[[ RECORDS FOR THIS EXERCISE open ]]

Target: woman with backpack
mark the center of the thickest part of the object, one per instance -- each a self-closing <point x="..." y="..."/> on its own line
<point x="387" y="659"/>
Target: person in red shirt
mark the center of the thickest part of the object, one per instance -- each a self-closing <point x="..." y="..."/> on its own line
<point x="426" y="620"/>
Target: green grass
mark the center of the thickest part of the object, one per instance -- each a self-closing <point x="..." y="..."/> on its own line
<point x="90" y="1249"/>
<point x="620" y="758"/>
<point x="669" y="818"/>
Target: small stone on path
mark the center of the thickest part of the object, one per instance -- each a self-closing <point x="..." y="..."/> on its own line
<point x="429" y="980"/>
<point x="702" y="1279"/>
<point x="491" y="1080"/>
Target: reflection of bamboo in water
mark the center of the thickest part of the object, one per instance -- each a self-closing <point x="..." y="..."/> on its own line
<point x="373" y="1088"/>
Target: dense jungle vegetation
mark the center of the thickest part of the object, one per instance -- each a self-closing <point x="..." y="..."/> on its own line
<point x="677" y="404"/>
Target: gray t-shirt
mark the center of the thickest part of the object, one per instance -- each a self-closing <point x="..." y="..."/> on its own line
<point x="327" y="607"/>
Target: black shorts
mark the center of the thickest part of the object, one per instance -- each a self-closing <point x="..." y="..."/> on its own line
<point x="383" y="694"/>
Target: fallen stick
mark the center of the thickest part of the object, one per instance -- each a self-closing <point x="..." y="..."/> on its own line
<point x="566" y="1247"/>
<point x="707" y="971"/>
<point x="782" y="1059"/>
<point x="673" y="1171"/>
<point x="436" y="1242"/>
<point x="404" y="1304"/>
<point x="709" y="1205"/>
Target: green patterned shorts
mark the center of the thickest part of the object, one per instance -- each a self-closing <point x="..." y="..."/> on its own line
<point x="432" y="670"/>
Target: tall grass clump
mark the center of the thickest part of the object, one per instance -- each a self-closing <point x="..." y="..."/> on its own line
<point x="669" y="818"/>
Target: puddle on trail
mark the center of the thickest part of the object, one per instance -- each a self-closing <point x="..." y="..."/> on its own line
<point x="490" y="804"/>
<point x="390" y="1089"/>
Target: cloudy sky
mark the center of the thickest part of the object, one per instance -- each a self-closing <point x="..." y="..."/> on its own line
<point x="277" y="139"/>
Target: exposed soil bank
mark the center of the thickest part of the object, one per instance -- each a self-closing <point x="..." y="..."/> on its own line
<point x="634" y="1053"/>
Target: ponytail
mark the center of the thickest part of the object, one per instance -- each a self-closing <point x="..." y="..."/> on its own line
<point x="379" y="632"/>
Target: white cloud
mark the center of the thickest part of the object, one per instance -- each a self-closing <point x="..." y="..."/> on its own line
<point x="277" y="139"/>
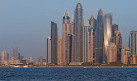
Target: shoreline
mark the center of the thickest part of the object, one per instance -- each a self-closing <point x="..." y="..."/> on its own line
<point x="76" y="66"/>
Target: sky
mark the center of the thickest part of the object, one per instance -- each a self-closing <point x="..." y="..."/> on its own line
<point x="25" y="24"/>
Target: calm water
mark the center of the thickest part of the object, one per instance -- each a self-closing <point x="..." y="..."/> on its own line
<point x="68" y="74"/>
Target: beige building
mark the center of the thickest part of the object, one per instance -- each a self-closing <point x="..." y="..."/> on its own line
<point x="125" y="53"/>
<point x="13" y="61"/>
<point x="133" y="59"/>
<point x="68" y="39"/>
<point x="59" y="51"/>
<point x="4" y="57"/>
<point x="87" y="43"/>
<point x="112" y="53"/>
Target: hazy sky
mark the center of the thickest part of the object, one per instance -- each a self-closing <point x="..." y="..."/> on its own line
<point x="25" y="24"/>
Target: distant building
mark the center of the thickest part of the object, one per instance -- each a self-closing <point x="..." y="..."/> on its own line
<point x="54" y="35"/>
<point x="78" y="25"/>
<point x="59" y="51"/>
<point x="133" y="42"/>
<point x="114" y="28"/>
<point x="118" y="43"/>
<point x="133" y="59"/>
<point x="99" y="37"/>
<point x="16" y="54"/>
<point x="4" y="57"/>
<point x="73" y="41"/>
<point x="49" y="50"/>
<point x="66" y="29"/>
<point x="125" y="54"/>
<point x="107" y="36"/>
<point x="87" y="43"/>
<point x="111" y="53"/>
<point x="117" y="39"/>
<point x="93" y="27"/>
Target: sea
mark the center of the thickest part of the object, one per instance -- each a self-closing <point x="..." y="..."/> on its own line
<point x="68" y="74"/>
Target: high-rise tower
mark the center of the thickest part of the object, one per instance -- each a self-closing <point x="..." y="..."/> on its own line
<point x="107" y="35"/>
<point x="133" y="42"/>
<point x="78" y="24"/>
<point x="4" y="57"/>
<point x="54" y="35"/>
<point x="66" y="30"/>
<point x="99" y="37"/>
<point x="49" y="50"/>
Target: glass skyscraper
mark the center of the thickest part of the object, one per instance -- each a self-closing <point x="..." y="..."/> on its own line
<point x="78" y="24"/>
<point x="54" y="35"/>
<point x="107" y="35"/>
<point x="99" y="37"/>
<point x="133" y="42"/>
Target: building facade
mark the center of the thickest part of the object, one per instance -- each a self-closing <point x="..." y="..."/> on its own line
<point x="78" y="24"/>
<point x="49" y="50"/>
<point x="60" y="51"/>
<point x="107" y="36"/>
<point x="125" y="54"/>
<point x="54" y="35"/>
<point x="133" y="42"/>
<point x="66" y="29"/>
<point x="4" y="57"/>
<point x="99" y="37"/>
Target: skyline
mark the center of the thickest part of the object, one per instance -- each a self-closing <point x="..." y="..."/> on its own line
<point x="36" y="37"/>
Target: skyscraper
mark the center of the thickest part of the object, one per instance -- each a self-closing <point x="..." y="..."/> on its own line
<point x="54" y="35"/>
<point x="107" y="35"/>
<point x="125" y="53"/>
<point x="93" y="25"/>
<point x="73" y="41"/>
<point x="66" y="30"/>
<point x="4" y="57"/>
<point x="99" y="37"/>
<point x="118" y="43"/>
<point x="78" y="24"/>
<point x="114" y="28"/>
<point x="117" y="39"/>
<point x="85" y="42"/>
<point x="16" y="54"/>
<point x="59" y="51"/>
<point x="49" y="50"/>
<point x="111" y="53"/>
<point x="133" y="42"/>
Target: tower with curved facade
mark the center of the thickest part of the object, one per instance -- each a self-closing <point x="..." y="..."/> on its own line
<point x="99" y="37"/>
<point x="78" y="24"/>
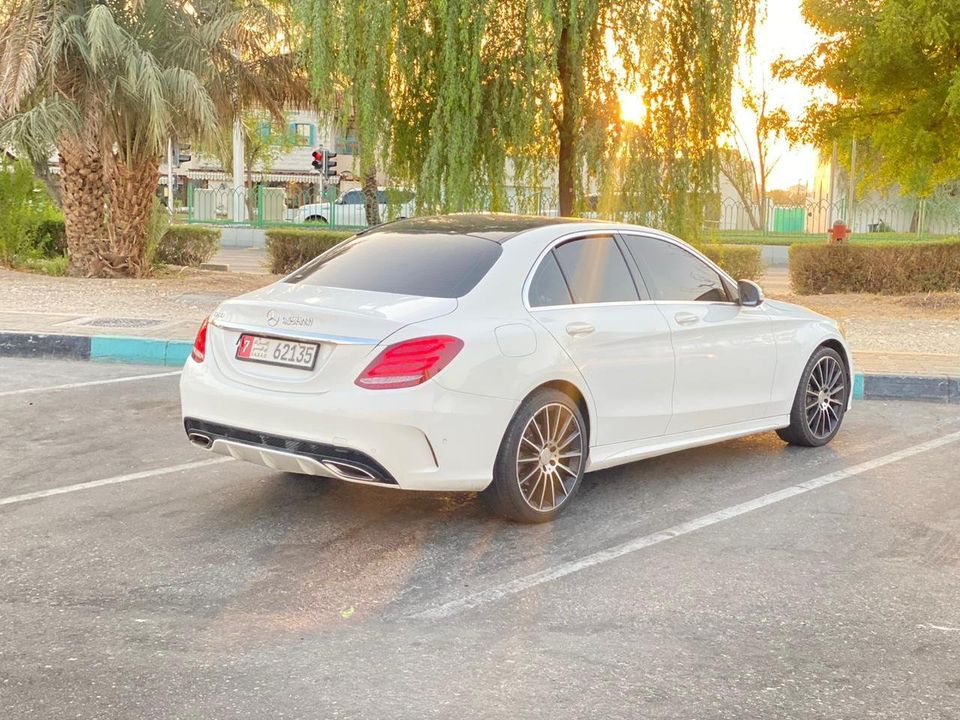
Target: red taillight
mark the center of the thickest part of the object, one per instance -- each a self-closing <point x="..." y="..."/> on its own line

[[ RECORDS FOR THIS EXERCISE closed ]]

● THE PROBLEM
A verbatim copy of the listing, with all pictures removed, is required.

● SOLVED EXERCISE
Target: woman with backpack
mark the center of the thickest part of the object, one per instance -- each a self-closing <point x="..." y="..."/> on its own line
<point x="387" y="659"/>
Target: person in red shirt
mark the center of the thickest part of the object, one per instance -- each a self-closing <point x="..." y="..."/> on its own line
<point x="426" y="620"/>
Target: green grass
mark the center of the thickest part of the object, one per instance -- each a self-closing <point x="..." y="..."/> on its own line
<point x="90" y="1249"/>
<point x="620" y="758"/>
<point x="669" y="818"/>
Target: small stone on path
mark the center of the thickest part of the object, one per instance -- each a self-closing <point x="..." y="..."/> on its own line
<point x="429" y="980"/>
<point x="702" y="1279"/>
<point x="491" y="1080"/>
Target: reflection of bamboo in water
mark the center of the thickest part of the object, one per instance -- each a self-closing <point x="..." y="..."/> on its own line
<point x="373" y="1088"/>
Target: dense jungle vegetation
mark the center of the thickest part of the object, one per instance -- each a self-closing <point x="..." y="..."/> on its own line
<point x="677" y="404"/>
Target: gray t-shirt
mark the center of the thickest part of the object, one per instance -- each a self-closing <point x="..." y="..."/> on its own line
<point x="327" y="607"/>
Target: black shorts
mark the center of the thickest part of the object, one per instance -- each a self-closing <point x="..." y="..."/> on its own line
<point x="383" y="694"/>
Target: fallen stick
mark the center of the thickest part of the object, one per instance -- each a self-closing <point x="..." y="..."/> on its own line
<point x="566" y="1247"/>
<point x="707" y="971"/>
<point x="782" y="1059"/>
<point x="673" y="1171"/>
<point x="436" y="1242"/>
<point x="404" y="1304"/>
<point x="709" y="1205"/>
Target: green patterned shorts
mark the center of the thickest part of the object, one per instance -- each a self-closing <point x="..." y="..."/> on its own line
<point x="432" y="670"/>
Target: tall grass clump
mark the center of the thickest part of the object, one per instance -- each a self-closing <point x="..." y="..."/> on its own line
<point x="669" y="818"/>
Target: puddle on trail
mark the center of the thickest part of the object, one per instance -- each a self-closing <point x="..." y="..."/> on its own line
<point x="490" y="804"/>
<point x="390" y="1089"/>
Target: cloudy sky
mark the center of the thickest part of the object, one per instance -- each a self-closing <point x="..." y="..."/> on its own line
<point x="277" y="139"/>
Target: exposed soil bank
mark the center of the thickest part of the object, one per instance -- each a self-closing <point x="..." y="..."/> on its own line
<point x="634" y="1053"/>
Target: ponytail
mark the center of the thickest part of the object, one per instance -- each a self-closing <point x="..." y="..."/> on its own line
<point x="379" y="632"/>
Target: white cloud
mark the center of the thickest part of the object, one per instance -- each a self-closing <point x="..." y="..."/> on its own line
<point x="277" y="139"/>
Target: shoreline
mark the center of the thickest part of the object, one per instance -- each a self-closing <point x="..." y="..."/> on its own line
<point x="76" y="66"/>
Target: sky
mark the center of the thickest part of the object, one per instance -- each a self-closing <point x="..." y="..."/> on its own line
<point x="25" y="24"/>
Target: calm water
mark the center of the thickest part of the object, one per instance -- each a self-closing <point x="..." y="..."/> on its own line
<point x="68" y="74"/>
Target: beige building
mark the center of the thickest part of the object, one per instance -- each a self-closing <point x="..." y="..."/> on its own line
<point x="125" y="53"/>
<point x="13" y="61"/>
<point x="133" y="59"/>
<point x="68" y="39"/>
<point x="59" y="51"/>
<point x="4" y="57"/>
<point x="87" y="43"/>
<point x="112" y="53"/>
Target: hazy sky
mark the center of the thickest part of the object, one per instance -- each a self-closing <point x="..." y="..."/> on its own line
<point x="25" y="24"/>
Target: distant building
mark the center of the thickest part of the object, one per instance -- each a self-closing <point x="..." y="..."/> on its own line
<point x="54" y="35"/>
<point x="78" y="25"/>
<point x="59" y="51"/>
<point x="133" y="42"/>
<point x="114" y="28"/>
<point x="118" y="43"/>
<point x="133" y="59"/>
<point x="99" y="37"/>
<point x="16" y="54"/>
<point x="4" y="57"/>
<point x="73" y="41"/>
<point x="49" y="50"/>
<point x="66" y="29"/>
<point x="125" y="54"/>
<point x="107" y="36"/>
<point x="87" y="43"/>
<point x="111" y="53"/>
<point x="117" y="39"/>
<point x="93" y="27"/>
Target: sea
mark the center of the thickest part of the object, one per instance -- each a self-closing <point x="..." y="..."/> on its own line
<point x="68" y="74"/>
Target: high-rise tower
mark the center of the thickest part of the object, one per instance -- each a self-closing <point x="..." y="..."/> on its own line
<point x="107" y="35"/>
<point x="133" y="42"/>
<point x="78" y="24"/>
<point x="4" y="57"/>
<point x="54" y="35"/>
<point x="66" y="30"/>
<point x="99" y="37"/>
<point x="49" y="50"/>
Target: glass skyscraper
mark the center of the thickest part of the object, one per instance -- each a self-closing <point x="..." y="..."/> on its own line
<point x="78" y="24"/>
<point x="54" y="35"/>
<point x="107" y="35"/>
<point x="99" y="37"/>
<point x="133" y="42"/>
Target: building facade
mark the center of the thickest part of the object, one per instance -- each a self-closing <point x="..." y="..."/> on its own line
<point x="78" y="24"/>
<point x="49" y="50"/>
<point x="60" y="51"/>
<point x="107" y="36"/>
<point x="125" y="54"/>
<point x="54" y="35"/>
<point x="133" y="42"/>
<point x="66" y="29"/>
<point x="4" y="57"/>
<point x="99" y="37"/>
Target: skyline
mark the center of the thickest part of the object, one per instance -- each a self-closing <point x="..." y="..."/> on its own line
<point x="36" y="37"/>
Target: skyscraper
mark the center of the thickest part of the object, one per instance -- each a self-closing <point x="..." y="..."/> on its own line
<point x="54" y="35"/>
<point x="107" y="35"/>
<point x="125" y="53"/>
<point x="93" y="25"/>
<point x="73" y="41"/>
<point x="66" y="30"/>
<point x="4" y="57"/>
<point x="99" y="37"/>
<point x="118" y="43"/>
<point x="78" y="24"/>
<point x="114" y="28"/>
<point x="117" y="39"/>
<point x="85" y="42"/>
<point x="16" y="54"/>
<point x="59" y="51"/>
<point x="49" y="50"/>
<point x="111" y="53"/>
<point x="133" y="42"/>
Target: tower with curved facade
mark the center of the thickest part of the object, one per instance -- each a self-closing <point x="..." y="..."/> on its own line
<point x="99" y="37"/>
<point x="78" y="24"/>
Target: red taillight
mark the center of the thickest part of the object, one per instance -- each a self-closing <point x="..." y="..."/> on its own line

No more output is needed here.